Data extracted from a collection
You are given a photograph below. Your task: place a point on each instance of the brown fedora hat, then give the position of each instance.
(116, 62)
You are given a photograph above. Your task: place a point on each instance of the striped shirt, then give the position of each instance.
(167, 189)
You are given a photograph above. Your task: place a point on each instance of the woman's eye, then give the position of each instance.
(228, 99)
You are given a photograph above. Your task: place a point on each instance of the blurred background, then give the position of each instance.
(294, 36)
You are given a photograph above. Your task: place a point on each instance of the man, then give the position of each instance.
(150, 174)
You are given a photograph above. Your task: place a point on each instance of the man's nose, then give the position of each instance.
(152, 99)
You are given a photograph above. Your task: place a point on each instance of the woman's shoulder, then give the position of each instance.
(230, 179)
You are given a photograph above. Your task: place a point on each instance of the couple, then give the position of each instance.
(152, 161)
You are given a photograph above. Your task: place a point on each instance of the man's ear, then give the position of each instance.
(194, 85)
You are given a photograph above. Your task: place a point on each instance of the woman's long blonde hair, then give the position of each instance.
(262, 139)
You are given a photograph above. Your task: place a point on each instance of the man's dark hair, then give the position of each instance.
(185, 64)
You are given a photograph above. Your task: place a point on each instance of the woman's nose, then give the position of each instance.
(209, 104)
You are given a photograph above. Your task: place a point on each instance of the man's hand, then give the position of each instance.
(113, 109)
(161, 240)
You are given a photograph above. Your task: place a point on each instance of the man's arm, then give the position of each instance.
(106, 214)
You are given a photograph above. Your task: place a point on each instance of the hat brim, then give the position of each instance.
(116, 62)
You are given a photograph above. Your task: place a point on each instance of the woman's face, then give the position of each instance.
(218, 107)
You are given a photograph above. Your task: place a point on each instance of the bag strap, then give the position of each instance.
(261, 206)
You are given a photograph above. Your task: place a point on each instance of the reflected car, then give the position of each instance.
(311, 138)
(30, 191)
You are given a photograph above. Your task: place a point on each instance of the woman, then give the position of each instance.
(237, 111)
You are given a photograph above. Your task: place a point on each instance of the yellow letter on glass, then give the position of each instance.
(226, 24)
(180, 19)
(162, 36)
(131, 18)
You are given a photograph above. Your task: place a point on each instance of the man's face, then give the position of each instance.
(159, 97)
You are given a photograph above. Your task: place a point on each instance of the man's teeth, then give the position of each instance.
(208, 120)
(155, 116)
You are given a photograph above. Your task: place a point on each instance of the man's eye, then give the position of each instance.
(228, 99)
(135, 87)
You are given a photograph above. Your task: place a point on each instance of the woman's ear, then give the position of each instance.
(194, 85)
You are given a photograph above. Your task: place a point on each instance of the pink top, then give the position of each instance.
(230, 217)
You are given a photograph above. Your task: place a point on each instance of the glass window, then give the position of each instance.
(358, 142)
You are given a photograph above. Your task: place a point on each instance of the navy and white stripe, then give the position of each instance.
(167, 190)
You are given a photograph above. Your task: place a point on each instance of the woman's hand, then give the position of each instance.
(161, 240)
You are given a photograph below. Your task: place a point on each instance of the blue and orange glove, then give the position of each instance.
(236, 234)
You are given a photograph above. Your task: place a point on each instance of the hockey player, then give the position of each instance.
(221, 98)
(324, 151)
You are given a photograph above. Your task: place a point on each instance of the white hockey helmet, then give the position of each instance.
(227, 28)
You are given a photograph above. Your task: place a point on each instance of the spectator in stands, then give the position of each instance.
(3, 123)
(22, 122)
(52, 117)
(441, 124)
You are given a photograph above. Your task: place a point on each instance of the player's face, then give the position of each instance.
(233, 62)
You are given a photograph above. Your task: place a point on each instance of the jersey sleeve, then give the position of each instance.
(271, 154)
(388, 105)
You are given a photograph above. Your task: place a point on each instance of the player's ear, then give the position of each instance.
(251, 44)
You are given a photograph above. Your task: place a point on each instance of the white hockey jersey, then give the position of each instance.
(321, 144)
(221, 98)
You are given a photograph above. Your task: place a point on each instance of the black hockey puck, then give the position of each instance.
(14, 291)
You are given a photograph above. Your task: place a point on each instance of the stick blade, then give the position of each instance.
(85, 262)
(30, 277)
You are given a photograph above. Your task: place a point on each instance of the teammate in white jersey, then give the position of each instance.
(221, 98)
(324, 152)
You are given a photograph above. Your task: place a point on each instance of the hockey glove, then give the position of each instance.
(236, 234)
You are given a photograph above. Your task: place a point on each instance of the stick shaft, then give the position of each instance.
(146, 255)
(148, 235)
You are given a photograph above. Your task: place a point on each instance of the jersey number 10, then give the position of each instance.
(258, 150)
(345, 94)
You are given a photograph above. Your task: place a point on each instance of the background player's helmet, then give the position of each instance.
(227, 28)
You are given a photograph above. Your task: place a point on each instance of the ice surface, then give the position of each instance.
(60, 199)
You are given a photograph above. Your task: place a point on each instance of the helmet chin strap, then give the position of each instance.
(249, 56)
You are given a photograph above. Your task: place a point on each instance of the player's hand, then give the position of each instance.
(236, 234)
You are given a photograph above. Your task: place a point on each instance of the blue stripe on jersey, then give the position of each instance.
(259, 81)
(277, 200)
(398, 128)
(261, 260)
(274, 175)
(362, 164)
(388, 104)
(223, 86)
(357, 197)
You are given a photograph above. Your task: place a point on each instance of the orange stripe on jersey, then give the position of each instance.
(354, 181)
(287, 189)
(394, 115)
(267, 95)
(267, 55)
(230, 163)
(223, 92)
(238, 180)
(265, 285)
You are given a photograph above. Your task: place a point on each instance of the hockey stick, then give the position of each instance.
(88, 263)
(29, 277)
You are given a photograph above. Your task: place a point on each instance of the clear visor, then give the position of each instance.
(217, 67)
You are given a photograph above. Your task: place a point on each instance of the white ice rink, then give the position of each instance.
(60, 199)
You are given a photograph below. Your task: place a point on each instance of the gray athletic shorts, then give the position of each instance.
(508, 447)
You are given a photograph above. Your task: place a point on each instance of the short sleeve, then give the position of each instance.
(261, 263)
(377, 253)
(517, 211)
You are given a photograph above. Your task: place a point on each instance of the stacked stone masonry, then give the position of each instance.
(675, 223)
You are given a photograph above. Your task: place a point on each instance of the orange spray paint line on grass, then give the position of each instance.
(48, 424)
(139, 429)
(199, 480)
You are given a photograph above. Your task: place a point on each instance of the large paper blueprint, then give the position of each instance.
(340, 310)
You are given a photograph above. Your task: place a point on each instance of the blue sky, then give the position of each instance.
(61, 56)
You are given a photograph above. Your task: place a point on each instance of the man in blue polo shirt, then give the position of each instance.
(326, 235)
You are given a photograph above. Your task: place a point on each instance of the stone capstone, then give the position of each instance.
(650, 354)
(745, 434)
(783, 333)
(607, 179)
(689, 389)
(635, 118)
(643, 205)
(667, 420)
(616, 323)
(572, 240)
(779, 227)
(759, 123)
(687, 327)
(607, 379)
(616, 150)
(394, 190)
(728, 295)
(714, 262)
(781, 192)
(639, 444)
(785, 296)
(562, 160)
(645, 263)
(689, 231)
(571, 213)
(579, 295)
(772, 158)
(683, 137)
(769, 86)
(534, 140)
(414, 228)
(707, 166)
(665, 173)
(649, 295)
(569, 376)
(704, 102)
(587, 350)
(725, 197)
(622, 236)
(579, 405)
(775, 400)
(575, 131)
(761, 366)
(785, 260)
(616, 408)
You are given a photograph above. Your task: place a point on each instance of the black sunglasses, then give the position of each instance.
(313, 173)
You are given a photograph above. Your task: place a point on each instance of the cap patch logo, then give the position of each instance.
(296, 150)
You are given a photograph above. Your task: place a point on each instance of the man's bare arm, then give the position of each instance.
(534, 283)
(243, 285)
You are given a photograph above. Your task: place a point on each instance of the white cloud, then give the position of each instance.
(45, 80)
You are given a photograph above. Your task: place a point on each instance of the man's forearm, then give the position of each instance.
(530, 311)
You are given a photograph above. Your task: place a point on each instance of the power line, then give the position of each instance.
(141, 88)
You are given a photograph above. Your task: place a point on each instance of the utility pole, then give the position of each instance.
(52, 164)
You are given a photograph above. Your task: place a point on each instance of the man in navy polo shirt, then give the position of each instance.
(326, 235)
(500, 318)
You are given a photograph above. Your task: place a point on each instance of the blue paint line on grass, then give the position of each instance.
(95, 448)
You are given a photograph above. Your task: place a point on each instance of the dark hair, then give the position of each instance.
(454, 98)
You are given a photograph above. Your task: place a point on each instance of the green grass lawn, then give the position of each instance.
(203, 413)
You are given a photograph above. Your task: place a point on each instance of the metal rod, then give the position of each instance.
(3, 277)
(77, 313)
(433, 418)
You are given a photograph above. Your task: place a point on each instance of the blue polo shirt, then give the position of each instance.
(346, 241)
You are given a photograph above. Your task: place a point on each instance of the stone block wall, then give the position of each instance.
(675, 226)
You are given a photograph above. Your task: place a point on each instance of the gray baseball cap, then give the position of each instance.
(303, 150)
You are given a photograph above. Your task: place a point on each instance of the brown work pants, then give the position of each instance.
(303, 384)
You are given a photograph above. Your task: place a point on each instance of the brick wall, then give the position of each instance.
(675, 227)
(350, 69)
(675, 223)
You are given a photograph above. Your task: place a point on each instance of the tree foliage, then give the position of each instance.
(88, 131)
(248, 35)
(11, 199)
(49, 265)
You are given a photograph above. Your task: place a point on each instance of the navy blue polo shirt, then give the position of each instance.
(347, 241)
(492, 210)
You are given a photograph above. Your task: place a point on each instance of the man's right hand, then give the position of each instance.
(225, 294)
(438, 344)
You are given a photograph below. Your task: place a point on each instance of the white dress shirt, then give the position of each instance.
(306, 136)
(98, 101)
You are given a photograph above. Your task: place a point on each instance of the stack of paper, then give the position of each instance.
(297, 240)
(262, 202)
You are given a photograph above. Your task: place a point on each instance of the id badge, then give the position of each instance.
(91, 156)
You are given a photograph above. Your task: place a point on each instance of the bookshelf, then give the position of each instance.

### Instruction
Your task is to reproduce, exactly and exclusively, the lines from the one holding "cap, then give the position of each instance." through the final line of the listing.

### Problem solution
You are given a photograph above. Your task: place a point on each instance of the gray baseball cap, then give the position of each instance.
(303, 150)
You are given a photograph above. Your task: place a point on each instance of the brown work pants, then give the position of each instance.
(303, 384)
You are given a photograph above. Your task: place a point on each instance of the brick wall, then give the position of each instance.
(675, 227)
(350, 69)
(675, 223)
You are given a photograph above. Your task: place a point on each instance of the tree foliage, then give the position of each instance.
(88, 131)
(248, 35)
(11, 199)
(49, 265)
You are given a photograph above. Your task: place a point on each instance of the navy blue polo shirt, then give the position of each instance.
(347, 241)
(492, 210)
You are given a photograph above. Your task: place a point on each instance of the man's right hand, then give the position of each instance.
(225, 294)
(438, 344)
You are given a photograph below. Your task: place a point on each instance of the white dress shirt, then give the position of each instance.
(306, 136)
(98, 101)
You are given a photograph above. Your task: place a point on each instance of the stack of paper, then give the position of each instance.
(297, 240)
(262, 202)
You are given a photograph above. Your task: place a point on each instance of the id badge, then give the position of each instance.
(91, 156)
You are given a photograph above. Your task: place a point on each instance of the bookshelf, then give the position of each instance.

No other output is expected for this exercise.